◆ **Excerpt to read**
____

Gardy Maitland
- Birth name: Gardyne Maitland
- Date of birth: 7 December 1865
- Place of birth: Alloa, Scotland
- Date of death: 13 February 1907 (aged 41)
- Place of death: Kolkata, India

Rugby union career
- Position(s): Centre

Amateur team(s)
- Years: Team / Apps / (Points)
- Edinburgh Institution F.P. /  / ()

Provincial / State sides
- Years: Team / Apps / (Points)
- 1884-85: East of Scotland District /  / ()
- 1884-85: Edinburgh District /  / ()

International career
- Years: Team / Apps / (Points)
- 1885: Scotland / 2 / (0)

= Gardyne Maitland =

Scotland international rugby union player

Gardyne Maitland (7 December 1865 – 13 February 1907) was a Scotland international rugby union player.

==Rugby Union career==

===Amateur career===

He played for Edinburgh Institution F.P.

===Provincial career===

He played for East of Scotland District in the 1884 and 1885 trial matches against West of Scotland District.

He played for Edinburgh District in the 1884 and 1885 inter-city matches against Glasgow District.

===International career===

He was capped twice for Scotland in 1885.

==Family==

He was born in Alloa, Clackmannanshire, to Mary Gardyne (1827-1881) and Charles Maitland (1819-1898).

He was the brother of Robert Maitland who was also capped for Scotland.

==Death==

He died in the General Hospital of Kolkata on 13 February 1907.

____

◆ **Dataset section**
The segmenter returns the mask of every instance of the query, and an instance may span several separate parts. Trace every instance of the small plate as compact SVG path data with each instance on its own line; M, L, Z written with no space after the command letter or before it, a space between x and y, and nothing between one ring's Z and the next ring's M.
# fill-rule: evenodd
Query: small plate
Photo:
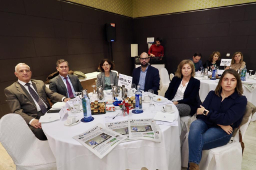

____

◆ **Directions**
1 > According to the Gardyne Maitland biography, which team did he play against in the 1884 and 1885 inter-city matches?
2 > Reproduce the Gardyne Maitland biography word for word, beginning at "He played for Edinburgh Institution" and stopping after "against Glasgow District.".

◆ **Per-task outputs**
1 > Glasgow District

2 >
He played for Edinburgh Institution F.P.

===Provincial career===

He played for East of Scotland District in the 1884 and 1885 trial matches against West of Scotland District.

He played for Edinburgh District in the 1884 and 1885 inter-city matches against Glasgow District.